Rows from a pointing dataset:

□ □ □

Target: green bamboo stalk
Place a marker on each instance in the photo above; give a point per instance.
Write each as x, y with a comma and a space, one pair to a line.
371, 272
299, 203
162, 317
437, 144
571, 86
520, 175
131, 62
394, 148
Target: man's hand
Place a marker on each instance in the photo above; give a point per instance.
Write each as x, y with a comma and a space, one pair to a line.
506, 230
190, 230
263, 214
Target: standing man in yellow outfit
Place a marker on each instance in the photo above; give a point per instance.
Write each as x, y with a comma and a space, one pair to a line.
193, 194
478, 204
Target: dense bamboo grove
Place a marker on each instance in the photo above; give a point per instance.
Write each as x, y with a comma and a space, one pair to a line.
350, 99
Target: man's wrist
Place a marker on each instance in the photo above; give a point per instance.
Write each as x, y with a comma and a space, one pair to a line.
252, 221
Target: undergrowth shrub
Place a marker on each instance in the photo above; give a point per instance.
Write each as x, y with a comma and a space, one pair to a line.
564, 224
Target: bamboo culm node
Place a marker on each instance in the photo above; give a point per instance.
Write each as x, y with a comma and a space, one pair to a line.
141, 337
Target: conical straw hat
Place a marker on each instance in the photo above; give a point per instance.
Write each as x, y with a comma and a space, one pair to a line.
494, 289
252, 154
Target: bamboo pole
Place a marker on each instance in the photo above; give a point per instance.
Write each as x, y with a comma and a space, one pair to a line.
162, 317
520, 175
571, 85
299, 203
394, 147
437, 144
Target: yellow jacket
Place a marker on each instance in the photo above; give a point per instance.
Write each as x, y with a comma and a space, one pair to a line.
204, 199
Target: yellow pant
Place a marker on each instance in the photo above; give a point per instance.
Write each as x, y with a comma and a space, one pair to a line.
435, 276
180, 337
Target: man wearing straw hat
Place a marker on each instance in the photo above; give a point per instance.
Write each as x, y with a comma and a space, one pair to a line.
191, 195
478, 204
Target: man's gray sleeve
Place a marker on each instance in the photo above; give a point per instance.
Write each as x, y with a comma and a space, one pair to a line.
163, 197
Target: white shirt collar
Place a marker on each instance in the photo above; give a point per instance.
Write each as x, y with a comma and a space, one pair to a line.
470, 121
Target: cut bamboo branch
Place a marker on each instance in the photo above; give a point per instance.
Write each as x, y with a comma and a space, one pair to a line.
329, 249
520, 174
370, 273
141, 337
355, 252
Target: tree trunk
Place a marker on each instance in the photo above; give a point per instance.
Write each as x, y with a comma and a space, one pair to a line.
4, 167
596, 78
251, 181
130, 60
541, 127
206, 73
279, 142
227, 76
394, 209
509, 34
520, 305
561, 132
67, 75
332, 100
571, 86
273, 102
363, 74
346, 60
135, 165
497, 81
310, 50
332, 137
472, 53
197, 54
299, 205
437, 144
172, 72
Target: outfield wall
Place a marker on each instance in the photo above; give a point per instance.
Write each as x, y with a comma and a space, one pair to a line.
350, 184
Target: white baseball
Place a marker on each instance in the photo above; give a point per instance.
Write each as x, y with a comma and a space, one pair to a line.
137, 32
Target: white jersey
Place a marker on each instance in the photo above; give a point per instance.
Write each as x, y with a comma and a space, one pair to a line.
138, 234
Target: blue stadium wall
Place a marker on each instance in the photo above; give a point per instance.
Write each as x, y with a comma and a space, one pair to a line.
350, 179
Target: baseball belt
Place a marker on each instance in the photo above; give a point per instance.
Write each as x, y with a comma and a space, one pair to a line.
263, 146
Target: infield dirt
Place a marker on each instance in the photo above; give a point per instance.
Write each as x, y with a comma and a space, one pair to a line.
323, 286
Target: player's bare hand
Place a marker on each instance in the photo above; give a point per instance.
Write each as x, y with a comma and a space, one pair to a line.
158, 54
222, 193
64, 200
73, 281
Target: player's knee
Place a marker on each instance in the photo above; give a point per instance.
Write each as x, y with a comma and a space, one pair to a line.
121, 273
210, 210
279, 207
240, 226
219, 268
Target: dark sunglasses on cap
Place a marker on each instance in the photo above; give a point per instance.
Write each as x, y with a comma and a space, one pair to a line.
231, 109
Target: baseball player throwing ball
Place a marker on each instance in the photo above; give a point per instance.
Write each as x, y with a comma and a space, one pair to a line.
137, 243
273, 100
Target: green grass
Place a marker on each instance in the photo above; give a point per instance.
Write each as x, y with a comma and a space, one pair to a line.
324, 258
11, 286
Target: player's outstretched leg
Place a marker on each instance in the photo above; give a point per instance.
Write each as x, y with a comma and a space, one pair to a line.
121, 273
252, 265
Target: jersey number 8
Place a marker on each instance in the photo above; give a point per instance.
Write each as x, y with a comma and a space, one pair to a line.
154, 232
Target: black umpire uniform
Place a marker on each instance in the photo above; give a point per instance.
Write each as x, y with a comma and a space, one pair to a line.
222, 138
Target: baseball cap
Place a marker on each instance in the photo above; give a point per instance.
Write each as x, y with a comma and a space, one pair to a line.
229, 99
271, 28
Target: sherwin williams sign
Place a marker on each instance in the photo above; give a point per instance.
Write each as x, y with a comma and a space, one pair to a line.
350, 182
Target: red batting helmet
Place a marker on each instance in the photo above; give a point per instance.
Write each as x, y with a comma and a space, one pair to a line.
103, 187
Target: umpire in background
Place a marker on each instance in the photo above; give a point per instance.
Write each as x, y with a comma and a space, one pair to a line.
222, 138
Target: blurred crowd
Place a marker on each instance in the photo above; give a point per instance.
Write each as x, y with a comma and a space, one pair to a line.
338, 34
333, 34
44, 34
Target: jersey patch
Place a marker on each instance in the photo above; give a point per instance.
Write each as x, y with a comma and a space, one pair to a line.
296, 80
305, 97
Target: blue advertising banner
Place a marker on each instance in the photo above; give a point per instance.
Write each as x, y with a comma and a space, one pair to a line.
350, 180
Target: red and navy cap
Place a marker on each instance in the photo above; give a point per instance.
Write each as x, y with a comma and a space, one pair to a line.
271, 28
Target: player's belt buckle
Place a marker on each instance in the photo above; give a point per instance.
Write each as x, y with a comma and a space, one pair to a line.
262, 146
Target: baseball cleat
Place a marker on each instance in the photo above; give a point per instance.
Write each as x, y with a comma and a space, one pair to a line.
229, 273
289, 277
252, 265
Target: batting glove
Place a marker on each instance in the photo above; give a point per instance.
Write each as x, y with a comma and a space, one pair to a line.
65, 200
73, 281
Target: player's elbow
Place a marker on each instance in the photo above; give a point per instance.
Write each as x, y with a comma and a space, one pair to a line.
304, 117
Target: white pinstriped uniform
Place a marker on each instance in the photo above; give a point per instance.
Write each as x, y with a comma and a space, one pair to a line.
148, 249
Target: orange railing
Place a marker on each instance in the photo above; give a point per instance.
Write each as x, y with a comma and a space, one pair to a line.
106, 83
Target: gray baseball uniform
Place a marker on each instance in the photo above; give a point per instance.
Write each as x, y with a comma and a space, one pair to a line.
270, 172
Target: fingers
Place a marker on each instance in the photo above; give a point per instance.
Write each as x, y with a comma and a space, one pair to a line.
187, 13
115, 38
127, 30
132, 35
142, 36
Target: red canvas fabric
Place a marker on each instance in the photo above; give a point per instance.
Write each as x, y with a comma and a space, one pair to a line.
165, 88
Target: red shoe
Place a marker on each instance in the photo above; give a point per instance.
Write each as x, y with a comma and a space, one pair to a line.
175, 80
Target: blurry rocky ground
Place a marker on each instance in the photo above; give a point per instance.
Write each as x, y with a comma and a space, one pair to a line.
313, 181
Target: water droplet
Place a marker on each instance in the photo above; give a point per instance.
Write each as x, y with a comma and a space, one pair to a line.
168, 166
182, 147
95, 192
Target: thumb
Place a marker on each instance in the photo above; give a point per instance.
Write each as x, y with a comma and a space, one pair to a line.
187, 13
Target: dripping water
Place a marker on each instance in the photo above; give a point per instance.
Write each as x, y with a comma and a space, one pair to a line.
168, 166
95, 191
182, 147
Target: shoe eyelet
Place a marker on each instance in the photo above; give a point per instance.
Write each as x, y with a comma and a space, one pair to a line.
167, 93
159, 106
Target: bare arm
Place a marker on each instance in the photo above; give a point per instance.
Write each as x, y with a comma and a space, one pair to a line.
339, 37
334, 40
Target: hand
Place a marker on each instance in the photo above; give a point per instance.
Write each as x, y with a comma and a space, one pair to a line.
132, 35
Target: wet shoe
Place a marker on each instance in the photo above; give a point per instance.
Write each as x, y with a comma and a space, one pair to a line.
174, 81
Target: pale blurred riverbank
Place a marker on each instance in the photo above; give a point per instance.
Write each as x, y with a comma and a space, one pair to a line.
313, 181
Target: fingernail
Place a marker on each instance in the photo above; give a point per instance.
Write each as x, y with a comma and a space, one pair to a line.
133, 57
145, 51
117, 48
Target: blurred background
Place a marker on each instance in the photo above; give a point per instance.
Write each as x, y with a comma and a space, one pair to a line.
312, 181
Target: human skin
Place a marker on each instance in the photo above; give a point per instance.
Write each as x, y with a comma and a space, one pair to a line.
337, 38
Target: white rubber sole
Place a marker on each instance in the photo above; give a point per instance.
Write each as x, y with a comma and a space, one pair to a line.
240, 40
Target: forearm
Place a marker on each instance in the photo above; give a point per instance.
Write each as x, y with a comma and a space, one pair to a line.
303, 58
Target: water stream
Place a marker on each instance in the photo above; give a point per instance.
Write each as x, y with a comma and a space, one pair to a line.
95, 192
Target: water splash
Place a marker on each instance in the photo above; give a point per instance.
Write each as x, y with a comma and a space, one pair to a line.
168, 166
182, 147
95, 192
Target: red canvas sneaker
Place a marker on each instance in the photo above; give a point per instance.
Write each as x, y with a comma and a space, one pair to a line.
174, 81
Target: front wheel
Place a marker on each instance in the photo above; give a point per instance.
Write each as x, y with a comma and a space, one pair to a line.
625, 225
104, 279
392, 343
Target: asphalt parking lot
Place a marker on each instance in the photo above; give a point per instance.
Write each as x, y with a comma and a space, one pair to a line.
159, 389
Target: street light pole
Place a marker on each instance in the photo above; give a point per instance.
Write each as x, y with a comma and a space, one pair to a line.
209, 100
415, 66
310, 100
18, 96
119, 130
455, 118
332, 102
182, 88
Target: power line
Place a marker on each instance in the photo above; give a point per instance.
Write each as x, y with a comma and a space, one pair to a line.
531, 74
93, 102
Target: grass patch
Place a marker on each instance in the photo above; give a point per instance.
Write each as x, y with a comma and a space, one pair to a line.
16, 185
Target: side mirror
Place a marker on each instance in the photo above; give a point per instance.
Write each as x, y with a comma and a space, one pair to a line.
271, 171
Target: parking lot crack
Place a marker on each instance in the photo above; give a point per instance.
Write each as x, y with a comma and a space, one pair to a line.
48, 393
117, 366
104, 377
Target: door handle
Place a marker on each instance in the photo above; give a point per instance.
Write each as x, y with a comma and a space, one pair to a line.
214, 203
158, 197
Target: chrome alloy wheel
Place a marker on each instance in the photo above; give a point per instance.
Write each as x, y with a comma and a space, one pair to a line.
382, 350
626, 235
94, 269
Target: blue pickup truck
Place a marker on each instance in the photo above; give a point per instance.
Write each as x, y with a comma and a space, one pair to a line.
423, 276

□ □ □

◆ WHAT YOU HAVE TO DO
Reproduce the lines word for word, starting at the one holding "Target: side mirror" and ending at the final line of the material above.

◆ RESPONSE TO THIS TASK
Target: side mirror
Place a marker on each instance in the photo above; give a point per instance.
Write each as x, y with a comma and a space, one pair to a line.
271, 171
Target: parking lot crack
Place a marker on each instance in the photo above; give a point per instance.
Write each as x, y with a comma and a space, one pair to a line.
48, 393
117, 366
104, 377
Target: door handle
Place a marker on each instance in the photo above; give a point per instance.
Write each as x, y with a comma and a space, one pair to a line.
214, 203
158, 197
Target: chrome alloy wheel
Place a marker on each instance in the photo above; give a point per instance.
Write each as x, y with a comma and a space, one pair to a line.
382, 350
626, 235
94, 269
Target: blue pickup truck
Place a marker on each instance in the photo above; give a point per instance.
Write each as x, y with a comma and a space, one pair to a line.
423, 276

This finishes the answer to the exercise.